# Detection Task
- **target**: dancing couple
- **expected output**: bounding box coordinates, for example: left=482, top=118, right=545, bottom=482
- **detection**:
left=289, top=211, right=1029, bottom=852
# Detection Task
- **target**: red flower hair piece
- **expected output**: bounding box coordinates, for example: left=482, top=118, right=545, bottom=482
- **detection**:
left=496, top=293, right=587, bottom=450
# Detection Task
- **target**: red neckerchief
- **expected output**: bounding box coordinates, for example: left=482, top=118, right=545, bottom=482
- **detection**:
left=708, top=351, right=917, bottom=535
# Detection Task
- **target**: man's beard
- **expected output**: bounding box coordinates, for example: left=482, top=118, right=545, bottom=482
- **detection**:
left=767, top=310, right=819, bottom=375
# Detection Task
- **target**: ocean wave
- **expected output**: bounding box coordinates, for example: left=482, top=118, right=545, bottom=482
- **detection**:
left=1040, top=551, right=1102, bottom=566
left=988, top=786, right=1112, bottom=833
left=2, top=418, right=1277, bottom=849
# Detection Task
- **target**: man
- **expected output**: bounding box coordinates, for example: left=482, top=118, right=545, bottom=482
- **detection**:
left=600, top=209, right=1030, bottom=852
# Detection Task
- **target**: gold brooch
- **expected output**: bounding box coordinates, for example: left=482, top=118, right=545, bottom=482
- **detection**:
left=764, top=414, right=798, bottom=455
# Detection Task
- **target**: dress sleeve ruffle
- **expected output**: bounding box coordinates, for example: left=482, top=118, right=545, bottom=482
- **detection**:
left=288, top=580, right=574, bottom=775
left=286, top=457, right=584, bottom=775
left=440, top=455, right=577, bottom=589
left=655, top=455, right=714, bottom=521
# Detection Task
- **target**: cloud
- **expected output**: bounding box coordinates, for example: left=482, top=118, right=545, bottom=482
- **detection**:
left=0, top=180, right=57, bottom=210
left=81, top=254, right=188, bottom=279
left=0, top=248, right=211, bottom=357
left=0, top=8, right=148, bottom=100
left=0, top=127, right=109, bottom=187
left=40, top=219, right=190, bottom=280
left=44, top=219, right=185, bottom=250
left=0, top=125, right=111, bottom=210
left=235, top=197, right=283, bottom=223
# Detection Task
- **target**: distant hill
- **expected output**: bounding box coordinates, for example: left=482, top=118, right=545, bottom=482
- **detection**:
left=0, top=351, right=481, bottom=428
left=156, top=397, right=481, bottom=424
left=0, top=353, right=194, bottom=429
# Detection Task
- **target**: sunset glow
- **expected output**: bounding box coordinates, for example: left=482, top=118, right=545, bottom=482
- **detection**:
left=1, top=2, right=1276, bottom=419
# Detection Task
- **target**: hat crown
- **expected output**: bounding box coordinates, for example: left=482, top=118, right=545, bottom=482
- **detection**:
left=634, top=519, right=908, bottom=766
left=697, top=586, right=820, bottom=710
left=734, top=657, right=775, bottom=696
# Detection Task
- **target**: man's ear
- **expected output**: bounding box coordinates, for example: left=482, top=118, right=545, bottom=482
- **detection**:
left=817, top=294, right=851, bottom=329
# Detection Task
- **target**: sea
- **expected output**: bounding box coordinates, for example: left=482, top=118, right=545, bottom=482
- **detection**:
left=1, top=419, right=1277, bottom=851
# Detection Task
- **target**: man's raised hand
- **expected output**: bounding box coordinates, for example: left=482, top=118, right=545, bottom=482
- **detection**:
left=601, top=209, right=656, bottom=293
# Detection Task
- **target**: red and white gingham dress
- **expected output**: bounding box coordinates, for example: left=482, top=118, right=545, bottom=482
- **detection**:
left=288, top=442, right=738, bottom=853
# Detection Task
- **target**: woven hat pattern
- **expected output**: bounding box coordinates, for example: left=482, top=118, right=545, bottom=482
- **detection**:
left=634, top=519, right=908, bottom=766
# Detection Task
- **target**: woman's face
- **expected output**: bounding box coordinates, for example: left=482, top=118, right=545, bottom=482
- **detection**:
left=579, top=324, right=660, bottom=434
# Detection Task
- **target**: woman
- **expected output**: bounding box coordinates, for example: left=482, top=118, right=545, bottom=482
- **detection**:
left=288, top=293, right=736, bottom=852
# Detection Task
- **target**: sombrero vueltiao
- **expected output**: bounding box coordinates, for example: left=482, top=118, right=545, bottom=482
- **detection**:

[Your assignment] Where the word "dress" is present in a line of the listing, copy that line.

[Answer section]
- **target**: dress sleeve ruffle
- **target**: red and white gingham dress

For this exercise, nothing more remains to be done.